Clinical Characteristics and Surgical Outcomes of 2542 Patients With Spinal Schwannomas: A Systematic Review and Meta-Analysis

Author Type(s)

Student, Resident/Fellow

Document Type


Publication Date


Journal Title

World Neurosurgery




OBJECTIVE: This study was conducted to systematically analyze the data on the clinical features, surgical treatment, and outcomes of spinal schwannomas.

METHODS: We conducted a systematic review and meta-analysis under the Preferred Reporting Items for Systematic Reviews and Meta-Analyses (PRISMA) guidelines. A search of bibliographic databases from January 1, 2001, to May 31, 2021, yielded 4489 studies. Twenty-six articles were included in our final qualitative systematic review and quantitative meta-analysis.

RESULTS: Analysis of 2542 adult patients' data from 26 included studies showed that 53.5% were male, and the mean age ranged from 35.8 to 57.1 years. The most common tumor location was the cervical spine (34.2%), followed by the thoracic spine (26.2%) and the lumbar spine (18.5%). Symptom severity was the most common indicator for surgical treatment, with the most common symptoms being segmental back pain, sensory/motor deficits, and urinary dysfunction. Among all patients analyzed, 93.8% were treated with gross total resection, which was associated with better prognosis and less chance of recurrence than subtotal resection. The posterior approach was the most common (87.4% of patients). The average operative time was 4.53 hours (95% confidence interval [CI], 3.18-6.48); the average intraoperative blood loss was 451.88 mL (95% CI, 169.60-1203.95). The pooled follow-up duration was 40.6 months (95% CI, 31.04-53.07). The schwannoma recurrence rate was 5.3%. Complications were particularly low and included cerebrospinal fluid leakage, wound infection, and the sensory-motor deficits. Most of the patients experienced complete recovery or significant improvement of preoperative neurological deficits and pain symptoms.

What to work on
a) According to the spinal schwannoma abstract, what was the schwannoma recurrence rate?
b) Translate this sentence from the spinal schwannoma abstract into Spanish: "The posterior approach was the most common (87.4% of patients)."
c) Write the next part of the spinal schwannoma abstract, picking up after its final sentence.
The material is unrelated to the spinal schwannoma abstract.

Dataset entries
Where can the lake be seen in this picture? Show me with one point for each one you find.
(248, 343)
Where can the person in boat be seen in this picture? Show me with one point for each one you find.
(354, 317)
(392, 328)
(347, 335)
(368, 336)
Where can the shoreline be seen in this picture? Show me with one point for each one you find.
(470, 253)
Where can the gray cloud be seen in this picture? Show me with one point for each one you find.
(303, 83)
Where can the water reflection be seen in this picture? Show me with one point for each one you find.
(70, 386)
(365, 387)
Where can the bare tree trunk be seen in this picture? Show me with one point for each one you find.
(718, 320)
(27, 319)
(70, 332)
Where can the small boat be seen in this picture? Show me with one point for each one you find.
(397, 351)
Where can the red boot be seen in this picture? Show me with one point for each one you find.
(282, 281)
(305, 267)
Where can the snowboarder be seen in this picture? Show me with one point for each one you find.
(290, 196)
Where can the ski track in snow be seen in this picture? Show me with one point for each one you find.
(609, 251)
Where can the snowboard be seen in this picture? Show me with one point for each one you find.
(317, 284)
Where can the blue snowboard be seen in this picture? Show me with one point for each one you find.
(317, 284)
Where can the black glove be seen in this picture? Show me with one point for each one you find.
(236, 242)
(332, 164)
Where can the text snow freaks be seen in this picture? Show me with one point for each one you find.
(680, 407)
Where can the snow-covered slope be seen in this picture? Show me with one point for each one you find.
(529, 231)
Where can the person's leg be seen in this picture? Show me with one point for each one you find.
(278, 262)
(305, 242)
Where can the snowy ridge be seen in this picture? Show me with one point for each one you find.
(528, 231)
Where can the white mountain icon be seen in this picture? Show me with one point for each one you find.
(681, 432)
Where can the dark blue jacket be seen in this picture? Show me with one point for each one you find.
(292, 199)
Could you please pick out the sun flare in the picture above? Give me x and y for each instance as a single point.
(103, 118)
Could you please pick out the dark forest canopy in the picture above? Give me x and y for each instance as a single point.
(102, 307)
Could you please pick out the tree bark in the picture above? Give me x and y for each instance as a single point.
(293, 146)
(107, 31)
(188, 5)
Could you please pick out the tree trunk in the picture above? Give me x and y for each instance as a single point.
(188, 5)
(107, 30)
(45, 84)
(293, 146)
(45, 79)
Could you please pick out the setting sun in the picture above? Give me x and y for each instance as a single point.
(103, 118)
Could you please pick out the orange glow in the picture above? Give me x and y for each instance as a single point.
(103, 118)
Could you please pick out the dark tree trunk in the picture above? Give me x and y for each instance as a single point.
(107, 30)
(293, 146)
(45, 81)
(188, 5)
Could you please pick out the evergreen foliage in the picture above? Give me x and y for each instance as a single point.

Answer section
a) 5.3%

b) El abordaje posterior fue el más común (87,4 % de los pacientes).

c)
CONCLUSIONS: Our analysis suggests that segmental back pain, sensory/motor deficits, and urinary dysfunction are the most common symptoms of spinal schwannomas. Surgical resection is the treatment of choice with overall good reported outcomes and particularly low complication rates. gross total resection offers the best prognosis with the slightest chance of tumor recurrence and minimal risk of complications.